**EXERCISE INSTRUCTIONS:**
**1.** Copy the excerpt from "That these treasures" to "name that suffers." word for word.
**2.** Identify every line in the records that contains the word "water", treating uppercase and lowercase letters as different.

**DOCUMENT:**
That these treasures are not kept in museums is good news for the people who visit Buckingham Palace, either as guests or paying visitors. They see breathtaking art and a building steeped in history yet one still inhabited by the most famous family in the world. However, the boast that the Royal Collection is entirely independent and self-financing comes at a price. They have stepped irrevocably into the grubby world of
retailing, and any shortcomings by Royal Collection Enterprises staff in dealing with suppliers – not unknown although inevitable, perhaps, in such a competitive and price-sensitive business – become a talking point and, because of the brand, it is the monarchy’s name that suffers.

NINETEEN
All the King’s Horses – The Private Queen

Early in the 1990s a middle-aged Californian cowboy with an extraordinary talent for handling horses found himself on the verge of bankruptcy. He had worked with horses all his life. At the age of eight he was a Hollywood stunt rider and doubled for Elizabeth Taylor in
National Velvet.

**Location labeling records:**

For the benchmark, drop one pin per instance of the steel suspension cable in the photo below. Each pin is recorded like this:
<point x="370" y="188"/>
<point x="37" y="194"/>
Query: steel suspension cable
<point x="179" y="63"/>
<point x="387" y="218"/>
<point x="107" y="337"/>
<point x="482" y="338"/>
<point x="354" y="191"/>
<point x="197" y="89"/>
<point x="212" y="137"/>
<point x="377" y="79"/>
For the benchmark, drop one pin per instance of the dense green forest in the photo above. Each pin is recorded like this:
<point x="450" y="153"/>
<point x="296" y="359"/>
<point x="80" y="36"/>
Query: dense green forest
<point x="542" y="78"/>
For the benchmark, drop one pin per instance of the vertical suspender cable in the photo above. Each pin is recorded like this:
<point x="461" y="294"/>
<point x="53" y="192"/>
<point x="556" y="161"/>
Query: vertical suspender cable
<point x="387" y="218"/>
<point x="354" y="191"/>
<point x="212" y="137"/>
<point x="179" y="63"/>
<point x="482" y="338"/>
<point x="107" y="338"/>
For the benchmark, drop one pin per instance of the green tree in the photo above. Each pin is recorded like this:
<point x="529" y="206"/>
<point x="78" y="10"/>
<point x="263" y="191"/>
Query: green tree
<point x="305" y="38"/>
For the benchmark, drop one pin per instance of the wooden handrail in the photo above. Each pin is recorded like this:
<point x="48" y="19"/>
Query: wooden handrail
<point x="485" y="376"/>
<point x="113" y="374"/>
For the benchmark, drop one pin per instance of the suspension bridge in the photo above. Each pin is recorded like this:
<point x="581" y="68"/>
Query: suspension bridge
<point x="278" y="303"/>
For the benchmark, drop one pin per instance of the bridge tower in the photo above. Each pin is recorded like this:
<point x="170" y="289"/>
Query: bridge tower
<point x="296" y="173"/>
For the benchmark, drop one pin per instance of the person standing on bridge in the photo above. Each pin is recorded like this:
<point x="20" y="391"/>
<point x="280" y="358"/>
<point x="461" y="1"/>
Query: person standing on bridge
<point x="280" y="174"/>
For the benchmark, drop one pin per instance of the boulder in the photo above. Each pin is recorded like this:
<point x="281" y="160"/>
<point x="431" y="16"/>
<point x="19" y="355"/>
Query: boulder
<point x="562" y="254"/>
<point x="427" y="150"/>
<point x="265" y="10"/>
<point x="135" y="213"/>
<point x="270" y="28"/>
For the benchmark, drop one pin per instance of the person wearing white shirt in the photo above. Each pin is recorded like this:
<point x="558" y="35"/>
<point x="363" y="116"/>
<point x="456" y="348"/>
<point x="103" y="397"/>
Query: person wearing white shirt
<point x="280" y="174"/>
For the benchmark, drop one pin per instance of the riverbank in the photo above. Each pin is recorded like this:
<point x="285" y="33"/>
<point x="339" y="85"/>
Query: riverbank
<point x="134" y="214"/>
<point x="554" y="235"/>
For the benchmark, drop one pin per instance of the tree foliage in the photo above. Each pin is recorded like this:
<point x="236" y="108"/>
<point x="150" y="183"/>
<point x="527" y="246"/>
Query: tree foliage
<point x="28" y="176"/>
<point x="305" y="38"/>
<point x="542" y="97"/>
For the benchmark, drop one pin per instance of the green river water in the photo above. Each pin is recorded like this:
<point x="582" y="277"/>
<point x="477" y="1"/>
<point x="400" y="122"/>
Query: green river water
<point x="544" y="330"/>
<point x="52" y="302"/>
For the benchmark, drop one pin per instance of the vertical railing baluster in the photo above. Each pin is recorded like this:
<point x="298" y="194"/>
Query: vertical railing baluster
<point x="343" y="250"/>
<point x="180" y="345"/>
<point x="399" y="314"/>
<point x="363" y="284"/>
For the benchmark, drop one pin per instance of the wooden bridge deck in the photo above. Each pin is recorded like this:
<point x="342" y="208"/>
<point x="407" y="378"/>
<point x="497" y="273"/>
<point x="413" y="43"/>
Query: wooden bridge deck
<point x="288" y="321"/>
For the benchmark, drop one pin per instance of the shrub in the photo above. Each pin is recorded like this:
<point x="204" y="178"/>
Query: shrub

**CORRECT ANSWERS:**
**1.**
That these treasures are not kept in museums is good news for the people who visit Buckingham Palace, either as guests or paying visitors. They see breathtaking art and a building steeped in history yet one still inhabited by the most famous family in the world. However, the boast that the Royal Collection is entirely independent and self-financing comes at a price. They have stepped irrevocably into the grubby world of
retailing, and any shortcomings by Royal Collection Enterprises staff in dealing with suppliers – not unknown although inevitable, perhaps, in such a competitive and price-sensitive business – become a talking point and, because of the brand, it is the monarchy’s name that suffers.

**2.**
For the benchmark, drop one pin per instance of the green river water in the photo above. Each pin is recorded like this:
Query: green river water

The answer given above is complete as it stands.